| Data records |
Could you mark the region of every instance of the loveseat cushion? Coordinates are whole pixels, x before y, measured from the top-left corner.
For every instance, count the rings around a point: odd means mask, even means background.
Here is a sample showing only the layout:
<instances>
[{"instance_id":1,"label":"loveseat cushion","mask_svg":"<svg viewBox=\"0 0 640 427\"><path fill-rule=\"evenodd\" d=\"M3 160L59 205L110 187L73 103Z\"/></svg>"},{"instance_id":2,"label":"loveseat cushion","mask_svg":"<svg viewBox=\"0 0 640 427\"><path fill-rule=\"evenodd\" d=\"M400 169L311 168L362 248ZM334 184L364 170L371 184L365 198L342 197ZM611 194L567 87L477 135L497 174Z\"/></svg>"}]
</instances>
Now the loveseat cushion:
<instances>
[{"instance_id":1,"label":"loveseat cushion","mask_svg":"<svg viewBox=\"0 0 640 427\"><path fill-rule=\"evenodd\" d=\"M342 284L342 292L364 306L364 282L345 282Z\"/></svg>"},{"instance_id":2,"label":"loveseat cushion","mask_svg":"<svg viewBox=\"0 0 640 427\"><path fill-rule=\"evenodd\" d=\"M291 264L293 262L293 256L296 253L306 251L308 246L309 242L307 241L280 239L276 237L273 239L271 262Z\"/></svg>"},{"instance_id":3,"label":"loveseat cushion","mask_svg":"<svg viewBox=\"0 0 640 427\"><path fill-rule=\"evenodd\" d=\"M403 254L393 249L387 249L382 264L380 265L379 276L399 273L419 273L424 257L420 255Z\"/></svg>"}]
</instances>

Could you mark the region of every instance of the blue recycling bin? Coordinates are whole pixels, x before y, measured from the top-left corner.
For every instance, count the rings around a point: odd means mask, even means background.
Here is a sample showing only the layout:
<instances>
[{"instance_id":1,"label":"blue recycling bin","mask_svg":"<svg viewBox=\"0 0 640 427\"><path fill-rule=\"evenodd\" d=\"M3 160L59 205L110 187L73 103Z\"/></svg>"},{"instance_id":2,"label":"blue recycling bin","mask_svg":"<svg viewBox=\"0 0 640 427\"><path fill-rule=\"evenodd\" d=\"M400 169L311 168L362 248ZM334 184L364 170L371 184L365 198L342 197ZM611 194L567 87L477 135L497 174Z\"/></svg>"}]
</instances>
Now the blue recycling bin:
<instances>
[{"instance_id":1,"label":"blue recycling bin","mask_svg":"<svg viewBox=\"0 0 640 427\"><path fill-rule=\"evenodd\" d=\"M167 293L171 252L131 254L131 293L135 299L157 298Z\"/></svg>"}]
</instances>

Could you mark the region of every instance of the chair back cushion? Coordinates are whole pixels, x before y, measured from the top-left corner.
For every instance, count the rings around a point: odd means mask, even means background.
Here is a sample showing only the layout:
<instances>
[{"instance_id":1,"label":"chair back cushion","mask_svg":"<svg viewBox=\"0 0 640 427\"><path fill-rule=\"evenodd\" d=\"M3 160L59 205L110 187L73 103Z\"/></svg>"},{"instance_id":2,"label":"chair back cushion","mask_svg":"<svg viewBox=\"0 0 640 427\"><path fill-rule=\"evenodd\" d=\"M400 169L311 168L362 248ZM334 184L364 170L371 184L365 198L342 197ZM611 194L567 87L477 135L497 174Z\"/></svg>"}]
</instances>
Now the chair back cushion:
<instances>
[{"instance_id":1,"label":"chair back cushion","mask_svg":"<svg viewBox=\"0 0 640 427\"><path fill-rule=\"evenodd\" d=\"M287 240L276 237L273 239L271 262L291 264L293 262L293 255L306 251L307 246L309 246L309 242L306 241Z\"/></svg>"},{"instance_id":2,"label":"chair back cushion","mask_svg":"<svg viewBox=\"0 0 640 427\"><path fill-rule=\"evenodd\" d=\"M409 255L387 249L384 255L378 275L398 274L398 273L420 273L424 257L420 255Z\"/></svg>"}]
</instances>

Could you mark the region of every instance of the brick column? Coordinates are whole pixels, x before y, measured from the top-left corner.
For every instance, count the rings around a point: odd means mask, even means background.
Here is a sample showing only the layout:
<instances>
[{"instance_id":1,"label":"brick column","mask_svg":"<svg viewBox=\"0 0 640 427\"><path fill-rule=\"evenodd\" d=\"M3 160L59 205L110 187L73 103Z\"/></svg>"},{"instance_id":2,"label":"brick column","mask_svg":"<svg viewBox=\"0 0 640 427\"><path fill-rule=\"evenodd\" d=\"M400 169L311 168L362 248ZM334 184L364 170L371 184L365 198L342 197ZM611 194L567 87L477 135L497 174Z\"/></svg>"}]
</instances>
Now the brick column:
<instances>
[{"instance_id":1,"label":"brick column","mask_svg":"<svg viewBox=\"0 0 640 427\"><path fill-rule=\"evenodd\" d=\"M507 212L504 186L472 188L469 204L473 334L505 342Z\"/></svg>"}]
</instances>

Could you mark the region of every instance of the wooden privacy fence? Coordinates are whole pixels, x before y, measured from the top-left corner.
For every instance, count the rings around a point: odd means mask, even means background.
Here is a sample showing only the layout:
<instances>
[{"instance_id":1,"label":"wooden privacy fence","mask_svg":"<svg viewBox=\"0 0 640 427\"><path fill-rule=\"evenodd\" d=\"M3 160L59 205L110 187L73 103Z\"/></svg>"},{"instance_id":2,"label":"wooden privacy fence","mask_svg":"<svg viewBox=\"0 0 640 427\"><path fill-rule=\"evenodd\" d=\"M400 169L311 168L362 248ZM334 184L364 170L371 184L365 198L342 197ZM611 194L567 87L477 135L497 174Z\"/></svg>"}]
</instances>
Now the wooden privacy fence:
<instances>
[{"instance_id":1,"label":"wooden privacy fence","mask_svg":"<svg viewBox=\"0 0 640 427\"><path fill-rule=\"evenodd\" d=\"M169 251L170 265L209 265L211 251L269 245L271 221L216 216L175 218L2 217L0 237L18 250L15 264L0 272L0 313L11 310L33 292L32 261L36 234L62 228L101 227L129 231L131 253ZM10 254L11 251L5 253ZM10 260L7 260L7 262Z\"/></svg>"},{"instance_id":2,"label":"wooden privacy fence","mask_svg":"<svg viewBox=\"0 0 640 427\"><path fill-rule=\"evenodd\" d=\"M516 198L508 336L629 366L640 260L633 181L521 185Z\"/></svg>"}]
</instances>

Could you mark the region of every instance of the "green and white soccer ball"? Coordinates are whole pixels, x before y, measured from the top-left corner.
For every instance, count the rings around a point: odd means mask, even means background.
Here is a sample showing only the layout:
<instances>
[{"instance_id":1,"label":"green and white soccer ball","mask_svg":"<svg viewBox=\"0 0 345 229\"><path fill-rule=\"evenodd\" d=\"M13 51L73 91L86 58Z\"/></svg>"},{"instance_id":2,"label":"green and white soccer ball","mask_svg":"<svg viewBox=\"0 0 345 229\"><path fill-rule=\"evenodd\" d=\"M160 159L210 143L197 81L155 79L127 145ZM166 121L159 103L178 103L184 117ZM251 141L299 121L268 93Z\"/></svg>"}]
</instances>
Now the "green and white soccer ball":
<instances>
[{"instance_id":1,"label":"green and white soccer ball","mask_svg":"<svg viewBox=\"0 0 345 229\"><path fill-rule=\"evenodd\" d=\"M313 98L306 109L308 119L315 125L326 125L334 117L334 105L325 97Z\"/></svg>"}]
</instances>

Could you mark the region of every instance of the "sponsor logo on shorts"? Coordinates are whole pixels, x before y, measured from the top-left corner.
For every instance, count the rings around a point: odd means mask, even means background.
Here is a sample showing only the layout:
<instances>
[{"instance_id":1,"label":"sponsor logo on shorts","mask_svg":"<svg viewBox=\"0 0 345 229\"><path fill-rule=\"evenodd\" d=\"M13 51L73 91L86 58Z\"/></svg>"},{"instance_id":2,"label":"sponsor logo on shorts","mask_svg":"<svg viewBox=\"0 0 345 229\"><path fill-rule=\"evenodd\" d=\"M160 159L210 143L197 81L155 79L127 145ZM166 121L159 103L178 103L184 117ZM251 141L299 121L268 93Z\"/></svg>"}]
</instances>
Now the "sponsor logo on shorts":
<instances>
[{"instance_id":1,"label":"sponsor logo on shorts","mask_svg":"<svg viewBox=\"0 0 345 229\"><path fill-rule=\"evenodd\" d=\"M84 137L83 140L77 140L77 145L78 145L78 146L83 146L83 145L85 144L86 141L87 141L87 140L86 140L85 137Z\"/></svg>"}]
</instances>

| Exercise details |
What is the number of lines above that contain the string "whole"? Answer with that number only.

| Solution to the problem |
7